- _INSTRUCTIONS TO FOLLOW_: Quote the lines that begin with the one containing "the tree in" and end with the one containing "pixel 406 157", both included, reproducing them verbatim.

- _DATASET_:

________

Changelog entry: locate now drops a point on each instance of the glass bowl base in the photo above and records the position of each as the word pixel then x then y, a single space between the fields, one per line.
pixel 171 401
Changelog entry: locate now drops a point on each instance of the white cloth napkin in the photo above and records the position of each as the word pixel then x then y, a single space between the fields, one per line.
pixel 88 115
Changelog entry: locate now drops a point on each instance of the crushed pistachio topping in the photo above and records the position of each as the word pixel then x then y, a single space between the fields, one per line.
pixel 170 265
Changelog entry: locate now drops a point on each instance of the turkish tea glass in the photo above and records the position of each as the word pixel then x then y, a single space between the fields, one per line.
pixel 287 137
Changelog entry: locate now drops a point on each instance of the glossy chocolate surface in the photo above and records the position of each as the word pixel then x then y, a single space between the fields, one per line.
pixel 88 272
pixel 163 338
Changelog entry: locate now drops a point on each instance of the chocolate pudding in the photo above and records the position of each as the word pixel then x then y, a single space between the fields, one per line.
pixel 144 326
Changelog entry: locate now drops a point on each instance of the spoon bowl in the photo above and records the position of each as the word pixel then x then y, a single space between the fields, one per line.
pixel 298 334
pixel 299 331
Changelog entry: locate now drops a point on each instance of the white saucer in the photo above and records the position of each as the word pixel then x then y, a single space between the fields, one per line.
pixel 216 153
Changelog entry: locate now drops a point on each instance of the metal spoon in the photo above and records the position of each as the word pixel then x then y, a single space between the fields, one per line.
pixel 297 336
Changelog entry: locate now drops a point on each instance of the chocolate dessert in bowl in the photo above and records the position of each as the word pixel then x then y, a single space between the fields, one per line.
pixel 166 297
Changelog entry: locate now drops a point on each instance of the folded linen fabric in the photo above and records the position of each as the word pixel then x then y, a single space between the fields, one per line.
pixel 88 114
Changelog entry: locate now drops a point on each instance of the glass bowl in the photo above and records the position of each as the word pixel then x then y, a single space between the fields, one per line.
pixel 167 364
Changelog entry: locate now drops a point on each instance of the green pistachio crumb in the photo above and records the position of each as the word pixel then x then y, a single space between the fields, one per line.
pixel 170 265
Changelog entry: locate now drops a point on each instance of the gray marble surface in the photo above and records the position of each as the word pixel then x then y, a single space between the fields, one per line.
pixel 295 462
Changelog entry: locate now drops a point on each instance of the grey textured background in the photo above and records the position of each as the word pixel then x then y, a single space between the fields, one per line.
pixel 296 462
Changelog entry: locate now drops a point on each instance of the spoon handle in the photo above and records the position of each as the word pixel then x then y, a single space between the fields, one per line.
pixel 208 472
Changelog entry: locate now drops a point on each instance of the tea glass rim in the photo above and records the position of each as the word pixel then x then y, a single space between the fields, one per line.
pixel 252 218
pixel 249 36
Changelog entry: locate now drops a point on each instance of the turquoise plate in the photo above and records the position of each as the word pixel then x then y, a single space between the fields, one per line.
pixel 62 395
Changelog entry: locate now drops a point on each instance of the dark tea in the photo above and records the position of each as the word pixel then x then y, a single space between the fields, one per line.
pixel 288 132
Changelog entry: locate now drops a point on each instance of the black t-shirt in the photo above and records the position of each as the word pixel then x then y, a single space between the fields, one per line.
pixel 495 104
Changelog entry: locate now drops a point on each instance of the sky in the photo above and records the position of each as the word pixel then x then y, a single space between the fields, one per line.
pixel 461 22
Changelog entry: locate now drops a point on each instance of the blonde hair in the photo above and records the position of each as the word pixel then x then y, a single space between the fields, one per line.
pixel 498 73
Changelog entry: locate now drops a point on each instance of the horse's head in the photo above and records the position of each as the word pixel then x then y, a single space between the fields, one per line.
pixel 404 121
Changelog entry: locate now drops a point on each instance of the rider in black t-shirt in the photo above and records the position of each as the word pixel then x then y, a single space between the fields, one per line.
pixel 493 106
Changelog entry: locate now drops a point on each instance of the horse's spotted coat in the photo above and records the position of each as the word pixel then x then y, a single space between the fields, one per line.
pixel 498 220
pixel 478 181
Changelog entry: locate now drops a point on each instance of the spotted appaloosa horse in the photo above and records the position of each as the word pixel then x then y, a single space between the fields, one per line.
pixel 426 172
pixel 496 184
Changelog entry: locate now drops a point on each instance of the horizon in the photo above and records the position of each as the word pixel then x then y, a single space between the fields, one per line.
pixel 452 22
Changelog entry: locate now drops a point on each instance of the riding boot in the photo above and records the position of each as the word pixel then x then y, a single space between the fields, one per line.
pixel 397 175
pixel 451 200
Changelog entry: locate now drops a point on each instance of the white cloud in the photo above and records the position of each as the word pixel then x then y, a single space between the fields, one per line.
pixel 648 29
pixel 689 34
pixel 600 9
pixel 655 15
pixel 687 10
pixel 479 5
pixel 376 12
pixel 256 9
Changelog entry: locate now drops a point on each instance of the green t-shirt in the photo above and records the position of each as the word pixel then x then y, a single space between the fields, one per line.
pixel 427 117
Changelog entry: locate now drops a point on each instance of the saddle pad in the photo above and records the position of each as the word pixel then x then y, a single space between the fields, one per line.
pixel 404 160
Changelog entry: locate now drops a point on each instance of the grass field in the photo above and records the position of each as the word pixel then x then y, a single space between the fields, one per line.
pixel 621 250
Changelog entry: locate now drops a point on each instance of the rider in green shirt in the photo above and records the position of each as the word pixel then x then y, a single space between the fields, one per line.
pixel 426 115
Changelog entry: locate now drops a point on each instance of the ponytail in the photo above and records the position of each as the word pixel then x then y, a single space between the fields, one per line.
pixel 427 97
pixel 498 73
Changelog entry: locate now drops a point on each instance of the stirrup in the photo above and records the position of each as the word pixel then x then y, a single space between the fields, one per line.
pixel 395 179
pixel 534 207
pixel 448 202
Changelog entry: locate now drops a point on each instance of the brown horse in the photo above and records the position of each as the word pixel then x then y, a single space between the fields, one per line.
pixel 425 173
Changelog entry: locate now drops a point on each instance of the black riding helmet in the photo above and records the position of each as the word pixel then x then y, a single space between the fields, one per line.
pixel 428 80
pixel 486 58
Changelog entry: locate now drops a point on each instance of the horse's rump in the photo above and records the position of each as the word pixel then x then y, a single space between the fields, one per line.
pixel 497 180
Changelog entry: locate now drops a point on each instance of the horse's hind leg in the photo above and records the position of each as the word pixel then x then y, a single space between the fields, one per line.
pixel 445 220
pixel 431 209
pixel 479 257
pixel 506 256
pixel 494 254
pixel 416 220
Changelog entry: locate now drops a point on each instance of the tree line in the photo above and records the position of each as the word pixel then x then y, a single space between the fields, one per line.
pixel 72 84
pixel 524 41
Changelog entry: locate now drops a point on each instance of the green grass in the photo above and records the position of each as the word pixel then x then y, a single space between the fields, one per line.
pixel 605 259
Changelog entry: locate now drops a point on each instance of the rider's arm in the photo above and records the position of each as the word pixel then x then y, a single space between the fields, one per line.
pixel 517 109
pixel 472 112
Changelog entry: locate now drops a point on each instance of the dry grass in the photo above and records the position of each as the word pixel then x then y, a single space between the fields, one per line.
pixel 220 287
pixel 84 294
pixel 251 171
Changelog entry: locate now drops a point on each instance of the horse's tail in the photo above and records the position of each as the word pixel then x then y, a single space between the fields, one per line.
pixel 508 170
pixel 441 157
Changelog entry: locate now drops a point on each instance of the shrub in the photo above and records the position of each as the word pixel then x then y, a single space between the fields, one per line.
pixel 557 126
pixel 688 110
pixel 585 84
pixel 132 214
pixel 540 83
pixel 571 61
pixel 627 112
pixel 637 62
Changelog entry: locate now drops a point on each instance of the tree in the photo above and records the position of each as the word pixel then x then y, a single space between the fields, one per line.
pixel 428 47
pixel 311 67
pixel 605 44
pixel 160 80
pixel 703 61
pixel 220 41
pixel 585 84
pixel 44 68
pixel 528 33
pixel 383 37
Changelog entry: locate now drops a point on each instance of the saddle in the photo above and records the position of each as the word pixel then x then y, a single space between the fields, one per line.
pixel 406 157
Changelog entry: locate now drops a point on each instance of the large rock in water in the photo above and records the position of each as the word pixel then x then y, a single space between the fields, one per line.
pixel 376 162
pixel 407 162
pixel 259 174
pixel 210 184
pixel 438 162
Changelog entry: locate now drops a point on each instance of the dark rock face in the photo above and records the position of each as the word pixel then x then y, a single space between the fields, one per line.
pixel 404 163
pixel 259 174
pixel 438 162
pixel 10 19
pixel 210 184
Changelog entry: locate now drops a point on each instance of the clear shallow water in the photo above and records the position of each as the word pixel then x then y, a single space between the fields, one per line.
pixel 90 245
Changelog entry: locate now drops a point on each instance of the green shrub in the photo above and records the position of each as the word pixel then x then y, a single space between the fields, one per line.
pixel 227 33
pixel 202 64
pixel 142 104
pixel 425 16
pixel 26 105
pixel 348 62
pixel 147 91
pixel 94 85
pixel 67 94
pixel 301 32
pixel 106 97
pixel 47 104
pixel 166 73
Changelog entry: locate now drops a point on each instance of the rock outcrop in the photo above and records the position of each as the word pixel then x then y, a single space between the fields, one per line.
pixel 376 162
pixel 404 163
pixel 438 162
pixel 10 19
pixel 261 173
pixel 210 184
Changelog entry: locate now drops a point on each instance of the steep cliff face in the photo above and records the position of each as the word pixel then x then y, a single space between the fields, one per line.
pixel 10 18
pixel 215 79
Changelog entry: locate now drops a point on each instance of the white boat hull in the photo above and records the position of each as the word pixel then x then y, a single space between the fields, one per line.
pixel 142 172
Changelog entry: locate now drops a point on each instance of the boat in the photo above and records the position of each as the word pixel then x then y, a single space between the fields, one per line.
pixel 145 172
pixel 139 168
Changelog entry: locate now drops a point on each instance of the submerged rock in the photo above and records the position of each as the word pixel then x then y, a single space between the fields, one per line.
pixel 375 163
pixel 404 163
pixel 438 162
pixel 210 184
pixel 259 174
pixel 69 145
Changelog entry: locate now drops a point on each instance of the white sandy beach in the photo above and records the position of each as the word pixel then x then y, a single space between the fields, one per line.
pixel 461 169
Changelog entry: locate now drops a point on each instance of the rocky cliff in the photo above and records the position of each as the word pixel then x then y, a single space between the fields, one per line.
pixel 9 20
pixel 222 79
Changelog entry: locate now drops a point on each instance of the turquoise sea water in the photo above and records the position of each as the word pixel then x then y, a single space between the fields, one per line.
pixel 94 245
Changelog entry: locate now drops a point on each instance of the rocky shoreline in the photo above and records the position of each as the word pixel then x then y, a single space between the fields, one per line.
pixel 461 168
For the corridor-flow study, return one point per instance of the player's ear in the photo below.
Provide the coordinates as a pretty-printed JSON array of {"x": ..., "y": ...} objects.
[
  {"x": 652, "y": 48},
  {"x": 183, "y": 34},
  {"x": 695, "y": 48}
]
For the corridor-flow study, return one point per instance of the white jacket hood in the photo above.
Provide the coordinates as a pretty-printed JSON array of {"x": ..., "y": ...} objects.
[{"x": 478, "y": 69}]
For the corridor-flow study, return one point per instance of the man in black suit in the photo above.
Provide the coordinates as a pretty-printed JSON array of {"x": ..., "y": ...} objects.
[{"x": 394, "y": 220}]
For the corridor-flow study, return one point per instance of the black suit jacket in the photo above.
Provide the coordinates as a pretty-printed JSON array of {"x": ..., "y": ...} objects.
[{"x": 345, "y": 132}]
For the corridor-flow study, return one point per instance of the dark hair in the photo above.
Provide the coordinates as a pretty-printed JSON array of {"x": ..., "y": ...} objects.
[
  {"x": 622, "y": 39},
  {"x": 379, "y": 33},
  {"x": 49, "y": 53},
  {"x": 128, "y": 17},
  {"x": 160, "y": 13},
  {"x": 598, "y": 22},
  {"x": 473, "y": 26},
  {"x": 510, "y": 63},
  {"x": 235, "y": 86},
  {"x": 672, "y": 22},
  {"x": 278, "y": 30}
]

________

- _WRITTEN SOLUTION_:
Changelog entry: locate now drops a point on each instance of the tree in the photo above and records the position of each as the word pixel then x then y, a single space between the fields, one per line.
pixel 428 47
pixel 311 67
pixel 605 44
pixel 160 80
pixel 703 61
pixel 220 41
pixel 585 84
pixel 44 68
pixel 528 33
pixel 383 37
Changelog entry: locate now drops a point on each instance of the saddle in the photo above and records the position of each as the word pixel then x then y, a single space between the fields, one per line.
pixel 406 157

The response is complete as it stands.